##### Document extract #####
Both sites represent upland lake systems that were surrounded by a warm temperate ecosystem with nearby volcanism. The highlands likely had a mesic upper microthermal to lower mesothermal climate, in which winter temperatures rarely dropped low enough for snow, and which were seasonably equitable. The Okanagan highlands paleoforest surrounding the lakes have been described as precursors to the modern temperate broadleaf and mixed forests of Eastern North America and Eastern Asia. Based on the fossil biotas the lakes were higher and cooler then the coeval coastal forests preserved in the Puget Group and Chuckanut Formation of Western Washington, which are described as lowland tropical forest ecosystems. Estimates of the paleoelevation range between 0.7-1.2 km higher than the coastal forests. This is consistent with the paleoelevation estimates for the lake systems, which range between 1.1-2.9 km, which is similar to the modern elevation 0.8 km, but higher.

Estimates of the mean annual temperature have been derived from climate leaf analysis multivariate program (CLAMP) analysis and leaf margin analysis (LMA) of both the Princeton and Republic paleofloras. The CLAMP results after multiple linear regressions for Republic gave a mean annual temperature of approximately 8.0 C, while the LMA gave 9.2 ± 2.0 C. Princetons multiple linear regression CLAMP results gave a slightly lower 5.1 C, and the LMA returned a mean annual temperature of 5.1 ± 2.2 C. This is lower than the mean annual temperature estimates given for the coastal Puget Group, which is estimated to have been between 15–18.6 C. The bioclimatic analysis for Republic and Prionceton suggest mean annual precipitation amounts of 115 ± 39 cm and 114 ± 42 cm respectively.

In his assessment of the Driftwood Canyon Provincial Park fossils, originating from an unnamed formation in the Ootsa Lake Group and northernmost of the Eocene Okanagan highlands lake system, Rolf Ludvigsen identified the compression 5-needle fossils as P. latahensis. At Driftwood creek, it co-occurs with the permineralized species Pinus driftwoodensis

==Taxonomy and phylogeny==
The type description given by Berry was brief, with an image of the holotype fossil printed in conjunction with three other pine species, Pinus macrophylla, Pinus monticolensis, and the dubious Pinus tetrafolia. Specimen USNM P38082 of the Smithsonians National Museum of Natural History collection is the designated species holotype, though Berry did not list it as such in the type description. Based on the erroneous assumption that the shales of Republic were part of the Latah formation Berry chose the species specific epithet latahensis.
#####
**Exercise requirements**:
1. Answer these questions from the text on the Okanagan highlands fossil pine:
(a) What mean annual temperature did leaf margin analysis give for Republic?
(b) Which specimen is the designated holotype of the species?
(c) Which permineralized species occurs alongside P. latahensis at Driftwood creek?
2. Carry the text on the Okanagan highlands fossil pine further, picking up after its last sentence.
##### Material supplied #####
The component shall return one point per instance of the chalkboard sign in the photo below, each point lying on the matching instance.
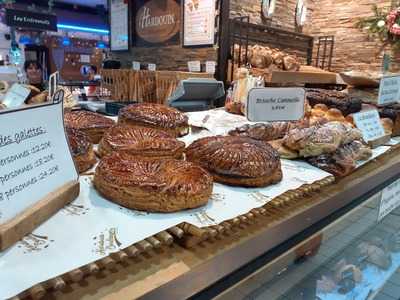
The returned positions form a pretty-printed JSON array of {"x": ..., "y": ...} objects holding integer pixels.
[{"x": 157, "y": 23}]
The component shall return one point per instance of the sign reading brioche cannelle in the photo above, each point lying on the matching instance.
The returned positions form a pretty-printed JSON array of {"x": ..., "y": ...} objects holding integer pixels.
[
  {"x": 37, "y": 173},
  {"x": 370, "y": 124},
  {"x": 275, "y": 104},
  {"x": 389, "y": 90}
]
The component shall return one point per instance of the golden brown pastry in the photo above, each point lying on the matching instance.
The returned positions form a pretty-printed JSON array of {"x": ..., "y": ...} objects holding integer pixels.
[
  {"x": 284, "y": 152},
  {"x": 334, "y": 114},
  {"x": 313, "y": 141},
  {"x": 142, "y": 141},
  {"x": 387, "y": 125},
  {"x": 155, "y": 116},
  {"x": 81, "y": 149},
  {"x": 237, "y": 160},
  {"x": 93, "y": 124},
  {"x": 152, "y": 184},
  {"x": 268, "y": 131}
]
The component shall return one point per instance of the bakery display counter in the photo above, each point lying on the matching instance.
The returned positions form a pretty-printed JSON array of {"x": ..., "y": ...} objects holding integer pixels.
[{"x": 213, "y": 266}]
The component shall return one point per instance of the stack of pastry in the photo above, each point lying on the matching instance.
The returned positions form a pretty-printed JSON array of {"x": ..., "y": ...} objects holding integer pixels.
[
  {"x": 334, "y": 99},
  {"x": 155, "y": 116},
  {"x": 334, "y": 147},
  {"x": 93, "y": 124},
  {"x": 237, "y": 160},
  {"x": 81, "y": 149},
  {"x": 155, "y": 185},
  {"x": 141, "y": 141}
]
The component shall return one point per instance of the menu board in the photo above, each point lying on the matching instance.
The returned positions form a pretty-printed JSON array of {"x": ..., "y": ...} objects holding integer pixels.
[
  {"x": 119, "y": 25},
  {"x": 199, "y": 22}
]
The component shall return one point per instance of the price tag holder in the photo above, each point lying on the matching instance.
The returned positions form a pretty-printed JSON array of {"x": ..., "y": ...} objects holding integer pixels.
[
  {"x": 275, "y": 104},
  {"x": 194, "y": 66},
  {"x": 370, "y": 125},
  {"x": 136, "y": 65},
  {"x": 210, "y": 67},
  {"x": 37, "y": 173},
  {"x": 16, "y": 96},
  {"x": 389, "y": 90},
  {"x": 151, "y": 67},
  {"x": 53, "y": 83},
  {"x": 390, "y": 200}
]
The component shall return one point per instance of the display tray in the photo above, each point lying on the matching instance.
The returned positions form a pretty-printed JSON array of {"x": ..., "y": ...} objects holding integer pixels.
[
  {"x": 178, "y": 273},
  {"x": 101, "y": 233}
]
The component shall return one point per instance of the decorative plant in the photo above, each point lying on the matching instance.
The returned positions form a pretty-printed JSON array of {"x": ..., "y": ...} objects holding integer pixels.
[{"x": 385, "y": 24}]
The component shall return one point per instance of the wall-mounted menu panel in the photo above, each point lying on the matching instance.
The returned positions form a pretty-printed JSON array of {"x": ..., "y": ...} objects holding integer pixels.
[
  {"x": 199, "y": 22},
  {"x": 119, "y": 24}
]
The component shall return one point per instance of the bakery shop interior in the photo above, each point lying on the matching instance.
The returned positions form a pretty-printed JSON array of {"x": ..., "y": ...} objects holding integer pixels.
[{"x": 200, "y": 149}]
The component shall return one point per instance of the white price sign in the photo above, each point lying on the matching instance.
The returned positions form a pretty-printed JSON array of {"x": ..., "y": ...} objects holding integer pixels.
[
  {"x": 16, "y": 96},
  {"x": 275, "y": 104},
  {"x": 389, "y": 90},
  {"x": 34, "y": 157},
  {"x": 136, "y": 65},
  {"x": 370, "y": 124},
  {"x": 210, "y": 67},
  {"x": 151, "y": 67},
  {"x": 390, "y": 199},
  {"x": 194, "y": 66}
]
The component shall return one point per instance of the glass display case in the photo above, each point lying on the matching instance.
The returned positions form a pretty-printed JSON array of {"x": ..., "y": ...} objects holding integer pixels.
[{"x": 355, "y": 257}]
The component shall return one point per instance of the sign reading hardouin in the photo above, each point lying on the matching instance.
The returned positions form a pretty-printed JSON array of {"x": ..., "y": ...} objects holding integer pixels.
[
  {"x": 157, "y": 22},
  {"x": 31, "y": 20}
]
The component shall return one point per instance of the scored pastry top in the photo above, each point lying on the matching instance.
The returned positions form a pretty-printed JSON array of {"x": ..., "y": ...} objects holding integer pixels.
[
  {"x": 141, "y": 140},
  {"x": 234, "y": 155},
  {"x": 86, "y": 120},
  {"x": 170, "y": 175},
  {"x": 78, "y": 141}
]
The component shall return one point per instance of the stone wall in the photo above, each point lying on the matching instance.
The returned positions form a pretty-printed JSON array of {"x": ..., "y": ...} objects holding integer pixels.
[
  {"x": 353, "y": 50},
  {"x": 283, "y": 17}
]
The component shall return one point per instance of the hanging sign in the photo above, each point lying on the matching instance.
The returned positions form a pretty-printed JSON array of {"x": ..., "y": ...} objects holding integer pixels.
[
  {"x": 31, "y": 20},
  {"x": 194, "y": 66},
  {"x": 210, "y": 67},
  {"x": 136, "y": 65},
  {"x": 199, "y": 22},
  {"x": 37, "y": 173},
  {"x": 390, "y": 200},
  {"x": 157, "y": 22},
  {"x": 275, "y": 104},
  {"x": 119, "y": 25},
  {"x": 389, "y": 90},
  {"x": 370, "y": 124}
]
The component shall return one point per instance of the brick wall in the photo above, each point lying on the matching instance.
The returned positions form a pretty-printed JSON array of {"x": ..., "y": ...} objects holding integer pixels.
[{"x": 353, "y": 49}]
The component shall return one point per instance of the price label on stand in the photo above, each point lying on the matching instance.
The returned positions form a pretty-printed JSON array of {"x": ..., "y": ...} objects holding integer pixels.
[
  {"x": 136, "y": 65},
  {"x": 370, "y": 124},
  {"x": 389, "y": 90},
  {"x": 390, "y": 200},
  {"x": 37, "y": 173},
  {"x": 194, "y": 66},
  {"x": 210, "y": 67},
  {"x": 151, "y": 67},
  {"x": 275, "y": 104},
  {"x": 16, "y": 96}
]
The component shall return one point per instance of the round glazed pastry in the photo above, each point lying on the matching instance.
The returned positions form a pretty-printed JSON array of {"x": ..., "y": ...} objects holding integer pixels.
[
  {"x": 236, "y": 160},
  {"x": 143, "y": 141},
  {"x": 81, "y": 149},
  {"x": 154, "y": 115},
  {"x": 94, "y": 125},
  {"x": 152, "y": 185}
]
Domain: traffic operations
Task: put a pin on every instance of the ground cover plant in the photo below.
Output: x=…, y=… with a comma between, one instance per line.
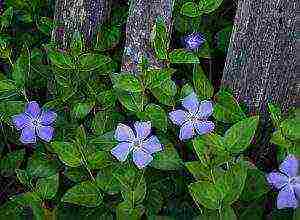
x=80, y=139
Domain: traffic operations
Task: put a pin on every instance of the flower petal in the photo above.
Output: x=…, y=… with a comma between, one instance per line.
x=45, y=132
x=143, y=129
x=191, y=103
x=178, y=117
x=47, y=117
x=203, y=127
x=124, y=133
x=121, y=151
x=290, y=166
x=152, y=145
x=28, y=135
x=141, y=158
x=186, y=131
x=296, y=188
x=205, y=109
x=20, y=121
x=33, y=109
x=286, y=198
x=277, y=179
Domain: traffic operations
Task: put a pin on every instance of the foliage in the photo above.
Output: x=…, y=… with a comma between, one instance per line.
#####
**Numbered answers**:
1.
(a) 9.2 ± 2.0 C
(b) Specimen USNM P38082 of the Smithsonian's National Museum of Natural History collection
(c) Pinus driftwoodensis

2.
In 1961, Becker discussed the taxonomy of P. latahensis in his monograph on the Oligocene Ruby basin flora of Southwestern Montana. Based on the assumption that the Klondike Mountain Formation was of Oligocene age, he placed several Ruby Basin fossils into a revised definition of P. monticolensis. Becker noted that the name P. latahensis was chosen to honor a formation of different age and location then the type locality, and so he opted to suggest synonymy of P. latahensis into P. monticolensis as a whole plant species definition. He noted that taxonomic priority would favor the use of the name P. latahensis over P. monticolensis, as it was the first species described in the 1929 publication, but chose to ignore the rule.

Three years later Jack Wolfe (1964) also briefly discussed P. latahensis this time in reference to Miocene fossils found of the Fingerrock Wash Flora of Southwestern Nevada. Wolfe took a more conservative approach to the fossils, and suggested that all Oligocene to modern fossils that resemble the living Pinus monticola should be considered to belong to that species. As such P. latahensis, along with four other fossil species were considered by Wolfe as junior synonyms of P. monticola.

==Description==
Needles on the P. latahensis type specimen are 1 mm wide by approximately 9 cm long, displaying two faces to each of the 5 individual needles. The needle sheath is deciduous, indicating a possible placement within the "white" pines (Pinus subgenus Strobus). The needles found in the Allenby Formation range 7 cm or more in length growing from dwarf shoots ranging between 2-3 mm in diameter by 5-6 mm long. In the type description, Berry noted the fossil examined to be very similar to both the living western white pine and sugar pines.